• Data provided:
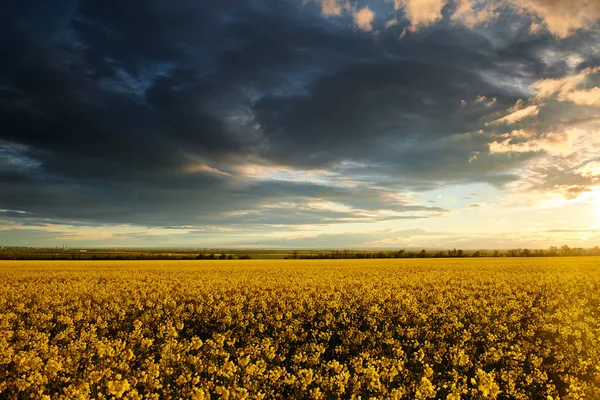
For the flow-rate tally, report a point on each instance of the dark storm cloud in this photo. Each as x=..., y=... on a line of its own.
x=106, y=107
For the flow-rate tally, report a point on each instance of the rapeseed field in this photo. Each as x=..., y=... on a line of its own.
x=272, y=329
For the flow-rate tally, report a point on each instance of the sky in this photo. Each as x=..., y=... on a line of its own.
x=300, y=123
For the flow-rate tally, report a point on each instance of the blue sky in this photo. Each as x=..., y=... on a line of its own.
x=299, y=123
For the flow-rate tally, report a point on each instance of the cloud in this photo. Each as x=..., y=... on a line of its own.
x=475, y=12
x=517, y=106
x=135, y=114
x=363, y=18
x=330, y=7
x=571, y=192
x=423, y=12
x=561, y=87
x=559, y=144
x=589, y=170
x=561, y=17
x=484, y=100
x=589, y=97
x=528, y=112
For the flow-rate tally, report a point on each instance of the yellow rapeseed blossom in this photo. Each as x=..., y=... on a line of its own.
x=358, y=329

• What you will do:
Rewrite the data above with "flow-rate tally" changed to "crop survey" and everything else left as it is. Leave out the pictures.

• Response below:
For the crop survey, report a point on each instance of the dark storm cloud in this photo. Each as x=..., y=... on a line of its own.
x=106, y=107
For the crop survey, report a point on each instance of the rapeseed field in this photo. Each as x=..., y=... on a line of its own.
x=272, y=329
For the crop survey, report a point on each instance of the sky in this photo. Each as x=..., y=... on a line of its own.
x=300, y=123
For the crop survey, report a point on each instance of the blue sky in this photo. Each as x=..., y=... on a line of its own.
x=299, y=123
For the crop survey, report a point on each instance of the cloud in this photo. Each as x=..., y=... on a line of its own.
x=475, y=12
x=517, y=106
x=135, y=114
x=363, y=18
x=330, y=7
x=571, y=192
x=423, y=12
x=561, y=87
x=559, y=144
x=589, y=170
x=561, y=17
x=484, y=100
x=589, y=97
x=528, y=112
For the crop survey, report a point on each instance of the yellow rapeseed blossom in this photo. Each as x=..., y=... on a line of its own.
x=358, y=329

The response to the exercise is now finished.